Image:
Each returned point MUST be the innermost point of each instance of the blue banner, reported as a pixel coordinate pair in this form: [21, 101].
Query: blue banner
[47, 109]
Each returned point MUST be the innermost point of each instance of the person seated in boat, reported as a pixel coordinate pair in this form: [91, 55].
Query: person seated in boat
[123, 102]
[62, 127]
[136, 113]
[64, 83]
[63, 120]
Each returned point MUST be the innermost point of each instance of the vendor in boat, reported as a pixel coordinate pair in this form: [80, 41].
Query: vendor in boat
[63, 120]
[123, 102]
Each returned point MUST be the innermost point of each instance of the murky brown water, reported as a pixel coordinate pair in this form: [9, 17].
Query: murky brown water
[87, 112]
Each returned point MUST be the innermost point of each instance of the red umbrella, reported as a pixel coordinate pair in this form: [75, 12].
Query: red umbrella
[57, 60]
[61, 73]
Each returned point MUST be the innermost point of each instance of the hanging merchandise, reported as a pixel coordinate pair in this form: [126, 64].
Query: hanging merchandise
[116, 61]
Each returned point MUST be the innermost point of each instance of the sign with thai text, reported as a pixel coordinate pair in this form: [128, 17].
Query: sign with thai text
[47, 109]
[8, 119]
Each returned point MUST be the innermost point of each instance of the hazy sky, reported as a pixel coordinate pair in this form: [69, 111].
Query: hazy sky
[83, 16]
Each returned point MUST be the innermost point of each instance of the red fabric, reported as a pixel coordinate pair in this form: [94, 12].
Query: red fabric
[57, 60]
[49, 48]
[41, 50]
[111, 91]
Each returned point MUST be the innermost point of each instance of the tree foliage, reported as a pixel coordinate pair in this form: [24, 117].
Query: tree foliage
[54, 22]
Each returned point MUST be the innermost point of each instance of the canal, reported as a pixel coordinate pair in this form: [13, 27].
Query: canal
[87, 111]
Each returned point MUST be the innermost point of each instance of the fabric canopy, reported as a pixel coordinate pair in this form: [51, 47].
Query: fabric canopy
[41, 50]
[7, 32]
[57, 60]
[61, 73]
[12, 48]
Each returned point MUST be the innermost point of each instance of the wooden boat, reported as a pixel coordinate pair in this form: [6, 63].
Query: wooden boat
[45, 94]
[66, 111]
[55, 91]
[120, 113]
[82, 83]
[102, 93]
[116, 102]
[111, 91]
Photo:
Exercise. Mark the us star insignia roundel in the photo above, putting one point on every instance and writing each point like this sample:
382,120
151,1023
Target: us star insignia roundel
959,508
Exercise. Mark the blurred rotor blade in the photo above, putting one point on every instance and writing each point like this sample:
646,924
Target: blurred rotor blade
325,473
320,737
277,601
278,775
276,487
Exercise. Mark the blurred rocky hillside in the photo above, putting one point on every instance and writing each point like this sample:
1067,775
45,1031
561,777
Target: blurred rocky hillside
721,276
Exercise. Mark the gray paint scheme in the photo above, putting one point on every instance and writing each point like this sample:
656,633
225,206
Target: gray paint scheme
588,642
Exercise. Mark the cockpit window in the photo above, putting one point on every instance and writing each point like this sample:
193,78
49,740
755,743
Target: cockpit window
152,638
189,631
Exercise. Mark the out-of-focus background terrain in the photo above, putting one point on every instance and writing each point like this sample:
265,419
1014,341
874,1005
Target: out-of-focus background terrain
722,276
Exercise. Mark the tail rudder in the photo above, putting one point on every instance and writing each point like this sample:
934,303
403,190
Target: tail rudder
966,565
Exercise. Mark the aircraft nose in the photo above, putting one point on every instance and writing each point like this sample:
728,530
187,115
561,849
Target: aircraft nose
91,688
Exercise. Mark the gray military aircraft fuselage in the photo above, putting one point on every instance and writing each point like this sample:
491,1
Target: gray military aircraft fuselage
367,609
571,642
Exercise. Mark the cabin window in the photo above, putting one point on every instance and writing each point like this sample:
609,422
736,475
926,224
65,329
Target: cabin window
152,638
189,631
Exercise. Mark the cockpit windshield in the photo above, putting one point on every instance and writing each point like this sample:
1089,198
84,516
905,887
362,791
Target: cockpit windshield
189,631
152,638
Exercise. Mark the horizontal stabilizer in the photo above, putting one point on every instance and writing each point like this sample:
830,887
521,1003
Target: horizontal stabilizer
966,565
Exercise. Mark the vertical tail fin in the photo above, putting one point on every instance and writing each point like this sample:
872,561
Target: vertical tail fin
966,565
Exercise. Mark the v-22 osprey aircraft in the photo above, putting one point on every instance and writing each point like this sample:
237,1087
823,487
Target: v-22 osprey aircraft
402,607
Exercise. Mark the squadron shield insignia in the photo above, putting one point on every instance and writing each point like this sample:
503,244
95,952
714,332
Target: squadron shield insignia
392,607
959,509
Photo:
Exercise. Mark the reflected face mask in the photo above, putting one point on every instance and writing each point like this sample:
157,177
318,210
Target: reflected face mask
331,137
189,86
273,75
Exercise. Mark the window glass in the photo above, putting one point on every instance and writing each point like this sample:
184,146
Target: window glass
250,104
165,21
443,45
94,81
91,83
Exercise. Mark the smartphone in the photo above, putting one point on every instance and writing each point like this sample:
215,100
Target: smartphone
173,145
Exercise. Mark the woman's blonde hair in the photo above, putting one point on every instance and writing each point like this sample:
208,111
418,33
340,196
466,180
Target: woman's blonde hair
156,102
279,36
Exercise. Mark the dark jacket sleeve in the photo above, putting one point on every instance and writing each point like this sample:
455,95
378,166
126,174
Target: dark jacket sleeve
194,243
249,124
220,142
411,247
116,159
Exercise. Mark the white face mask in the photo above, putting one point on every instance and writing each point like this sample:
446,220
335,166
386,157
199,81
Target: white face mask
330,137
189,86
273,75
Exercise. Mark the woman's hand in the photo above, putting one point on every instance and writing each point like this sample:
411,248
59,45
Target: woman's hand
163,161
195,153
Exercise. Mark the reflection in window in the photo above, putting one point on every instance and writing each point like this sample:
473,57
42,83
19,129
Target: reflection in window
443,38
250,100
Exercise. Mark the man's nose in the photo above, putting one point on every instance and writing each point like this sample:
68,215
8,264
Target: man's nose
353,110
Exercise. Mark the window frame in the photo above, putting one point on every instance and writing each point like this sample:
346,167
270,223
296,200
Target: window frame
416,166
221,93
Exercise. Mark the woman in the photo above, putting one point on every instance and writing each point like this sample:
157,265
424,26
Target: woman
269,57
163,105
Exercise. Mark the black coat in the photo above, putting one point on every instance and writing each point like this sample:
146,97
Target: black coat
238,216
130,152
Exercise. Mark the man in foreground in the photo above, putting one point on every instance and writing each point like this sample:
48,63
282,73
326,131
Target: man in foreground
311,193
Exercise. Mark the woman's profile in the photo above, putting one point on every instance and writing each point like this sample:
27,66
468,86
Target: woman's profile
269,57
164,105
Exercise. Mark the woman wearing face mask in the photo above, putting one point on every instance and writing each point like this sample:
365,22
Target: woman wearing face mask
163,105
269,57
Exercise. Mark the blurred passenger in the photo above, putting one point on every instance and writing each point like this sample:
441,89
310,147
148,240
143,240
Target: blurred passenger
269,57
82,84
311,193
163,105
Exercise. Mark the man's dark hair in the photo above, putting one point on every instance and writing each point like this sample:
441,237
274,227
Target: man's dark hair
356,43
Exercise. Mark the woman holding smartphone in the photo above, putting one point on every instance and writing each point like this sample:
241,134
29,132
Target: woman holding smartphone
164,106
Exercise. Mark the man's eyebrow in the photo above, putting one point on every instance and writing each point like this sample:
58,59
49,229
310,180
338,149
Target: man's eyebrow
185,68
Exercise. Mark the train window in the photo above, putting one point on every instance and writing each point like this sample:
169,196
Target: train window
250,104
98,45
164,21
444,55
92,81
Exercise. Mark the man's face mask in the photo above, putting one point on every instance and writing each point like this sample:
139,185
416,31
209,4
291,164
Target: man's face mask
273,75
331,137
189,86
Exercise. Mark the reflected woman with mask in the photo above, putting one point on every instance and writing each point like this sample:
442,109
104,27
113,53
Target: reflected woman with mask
◆ ◆ ◆
## Challenge
Your answer should consist only of the lines from the one with "Exercise. Mark the train" through the end of the data above, reproduced exactly.

## Written solution
Exercise. Mark the train window in the photo above, putting one point on every instance and writing each point like this sample:
169,196
Target: train window
250,104
98,45
164,21
444,55
92,81
Exercise. Mark the man's face mask in the photo above, putting one point on every instance and writing each point like this sample:
139,185
416,31
209,4
291,164
Target: man's face mask
273,75
331,137
189,86
Exercise. Mark the reflected woman with mask in the photo above, putting one point on every instance and writing each point like this sample:
442,109
104,27
113,53
Target: reflected woman with mask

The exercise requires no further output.